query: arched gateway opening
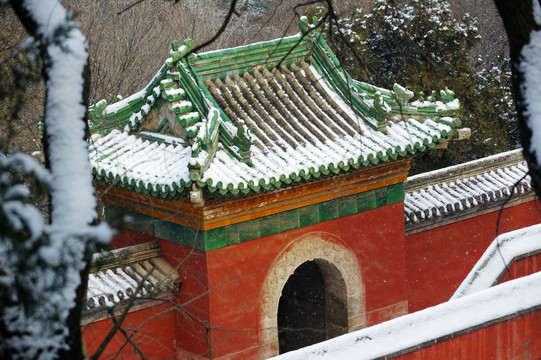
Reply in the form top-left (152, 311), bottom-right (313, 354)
top-left (277, 259), bottom-right (348, 354)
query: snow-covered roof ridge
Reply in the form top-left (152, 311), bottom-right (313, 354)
top-left (404, 149), bottom-right (524, 191)
top-left (404, 150), bottom-right (533, 228)
top-left (83, 242), bottom-right (180, 321)
top-left (451, 224), bottom-right (541, 299)
top-left (90, 19), bottom-right (460, 201)
top-left (273, 273), bottom-right (541, 360)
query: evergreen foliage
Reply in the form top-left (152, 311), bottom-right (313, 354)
top-left (312, 0), bottom-right (517, 173)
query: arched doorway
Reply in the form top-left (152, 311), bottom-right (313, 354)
top-left (278, 259), bottom-right (348, 354)
top-left (258, 231), bottom-right (366, 359)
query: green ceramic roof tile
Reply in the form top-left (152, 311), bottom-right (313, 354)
top-left (89, 16), bottom-right (460, 201)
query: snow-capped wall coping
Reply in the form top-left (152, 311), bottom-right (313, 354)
top-left (451, 224), bottom-right (541, 299)
top-left (404, 149), bottom-right (533, 234)
top-left (274, 273), bottom-right (541, 360)
top-left (83, 242), bottom-right (180, 323)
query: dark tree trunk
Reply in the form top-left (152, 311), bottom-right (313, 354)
top-left (10, 0), bottom-right (92, 360)
top-left (494, 0), bottom-right (541, 197)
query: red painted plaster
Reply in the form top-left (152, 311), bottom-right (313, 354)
top-left (406, 201), bottom-right (541, 312)
top-left (207, 203), bottom-right (405, 357)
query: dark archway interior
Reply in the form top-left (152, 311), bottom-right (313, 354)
top-left (278, 261), bottom-right (329, 354)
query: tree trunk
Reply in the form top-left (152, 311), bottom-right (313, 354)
top-left (494, 0), bottom-right (541, 197)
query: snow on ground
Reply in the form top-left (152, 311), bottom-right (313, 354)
top-left (274, 225), bottom-right (541, 360)
top-left (451, 224), bottom-right (541, 299)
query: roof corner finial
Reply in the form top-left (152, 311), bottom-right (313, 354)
top-left (299, 15), bottom-right (311, 35)
top-left (440, 87), bottom-right (455, 104)
top-left (190, 183), bottom-right (205, 207)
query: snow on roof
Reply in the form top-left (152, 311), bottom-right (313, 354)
top-left (451, 224), bottom-right (541, 299)
top-left (273, 273), bottom-right (541, 360)
top-left (89, 17), bottom-right (460, 198)
top-left (404, 149), bottom-right (532, 231)
top-left (83, 242), bottom-right (180, 317)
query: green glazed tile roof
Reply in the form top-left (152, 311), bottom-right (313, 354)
top-left (89, 16), bottom-right (460, 199)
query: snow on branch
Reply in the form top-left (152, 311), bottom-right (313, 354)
top-left (0, 0), bottom-right (111, 359)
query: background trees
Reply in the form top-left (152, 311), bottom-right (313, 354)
top-left (0, 0), bottom-right (541, 359)
top-left (314, 0), bottom-right (517, 173)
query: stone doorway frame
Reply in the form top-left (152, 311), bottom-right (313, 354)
top-left (258, 232), bottom-right (366, 359)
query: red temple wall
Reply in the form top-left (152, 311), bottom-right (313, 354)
top-left (395, 310), bottom-right (541, 360)
top-left (81, 303), bottom-right (176, 359)
top-left (406, 201), bottom-right (541, 312)
top-left (207, 203), bottom-right (405, 357)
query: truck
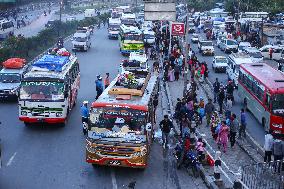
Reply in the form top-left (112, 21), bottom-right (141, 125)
top-left (0, 58), bottom-right (27, 101)
top-left (72, 28), bottom-right (91, 51)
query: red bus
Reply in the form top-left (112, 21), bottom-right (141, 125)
top-left (238, 63), bottom-right (284, 134)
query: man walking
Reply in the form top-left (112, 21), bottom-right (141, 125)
top-left (160, 115), bottom-right (173, 148)
top-left (239, 108), bottom-right (247, 138)
top-left (96, 75), bottom-right (103, 100)
top-left (213, 78), bottom-right (220, 103)
top-left (230, 114), bottom-right (239, 148)
top-left (205, 99), bottom-right (215, 127)
top-left (264, 129), bottom-right (273, 163)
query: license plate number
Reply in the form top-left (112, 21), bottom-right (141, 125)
top-left (109, 161), bottom-right (121, 165)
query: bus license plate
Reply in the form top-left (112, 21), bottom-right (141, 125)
top-left (109, 161), bottom-right (121, 165)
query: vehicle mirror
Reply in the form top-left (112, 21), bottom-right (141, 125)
top-left (146, 123), bottom-right (152, 132)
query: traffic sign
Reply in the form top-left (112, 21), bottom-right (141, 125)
top-left (171, 22), bottom-right (185, 35)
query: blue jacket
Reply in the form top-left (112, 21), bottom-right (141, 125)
top-left (81, 105), bottom-right (90, 118)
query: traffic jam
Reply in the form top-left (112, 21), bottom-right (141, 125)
top-left (0, 2), bottom-right (284, 189)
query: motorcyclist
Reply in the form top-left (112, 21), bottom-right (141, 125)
top-left (226, 80), bottom-right (235, 102)
top-left (81, 101), bottom-right (90, 135)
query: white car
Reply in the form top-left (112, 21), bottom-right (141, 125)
top-left (259, 45), bottom-right (284, 60)
top-left (191, 33), bottom-right (199, 43)
top-left (212, 56), bottom-right (228, 73)
top-left (244, 47), bottom-right (263, 63)
top-left (238, 42), bottom-right (251, 52)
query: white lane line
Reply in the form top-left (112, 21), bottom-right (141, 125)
top-left (7, 152), bottom-right (17, 167)
top-left (110, 169), bottom-right (117, 189)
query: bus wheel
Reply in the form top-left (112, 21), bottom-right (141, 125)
top-left (261, 117), bottom-right (266, 129)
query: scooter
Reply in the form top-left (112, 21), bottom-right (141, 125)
top-left (83, 122), bottom-right (89, 135)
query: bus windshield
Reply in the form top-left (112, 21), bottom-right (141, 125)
top-left (272, 94), bottom-right (284, 116)
top-left (20, 81), bottom-right (64, 101)
top-left (0, 73), bottom-right (21, 83)
top-left (90, 107), bottom-right (146, 134)
top-left (124, 34), bottom-right (142, 41)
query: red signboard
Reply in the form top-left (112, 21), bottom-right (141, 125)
top-left (171, 22), bottom-right (185, 35)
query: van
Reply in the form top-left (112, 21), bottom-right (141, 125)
top-left (226, 52), bottom-right (253, 86)
top-left (259, 45), bottom-right (284, 61)
top-left (72, 32), bottom-right (91, 51)
top-left (85, 9), bottom-right (96, 18)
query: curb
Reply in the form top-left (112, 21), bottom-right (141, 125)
top-left (203, 78), bottom-right (264, 159)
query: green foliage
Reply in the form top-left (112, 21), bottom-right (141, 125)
top-left (0, 14), bottom-right (109, 65)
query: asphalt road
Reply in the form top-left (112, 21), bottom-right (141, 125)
top-left (189, 34), bottom-right (266, 145)
top-left (0, 28), bottom-right (206, 189)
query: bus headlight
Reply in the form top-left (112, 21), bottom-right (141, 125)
top-left (272, 123), bottom-right (283, 129)
top-left (55, 112), bottom-right (62, 117)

※ ※ ※

AIM OF THE EXERCISE. Change "lane line" to "lane marking" in the stretch of items from the line containing "query: white car" through the line containing "top-left (261, 117), bottom-right (266, 129)", and give that stretch again with everything else unchanged.

WRITTEN REPLY.
query: white car
Reply in the form top-left (112, 21), bottom-right (141, 125)
top-left (259, 45), bottom-right (284, 60)
top-left (191, 33), bottom-right (199, 43)
top-left (212, 56), bottom-right (228, 73)
top-left (244, 47), bottom-right (263, 63)
top-left (238, 42), bottom-right (251, 52)
query: white lane marking
Reply in the form top-left (112, 21), bottom-right (141, 125)
top-left (7, 152), bottom-right (17, 167)
top-left (110, 169), bottom-right (117, 189)
query: bus wheel
Reply in the form top-left (112, 21), bottom-right (141, 125)
top-left (261, 117), bottom-right (266, 129)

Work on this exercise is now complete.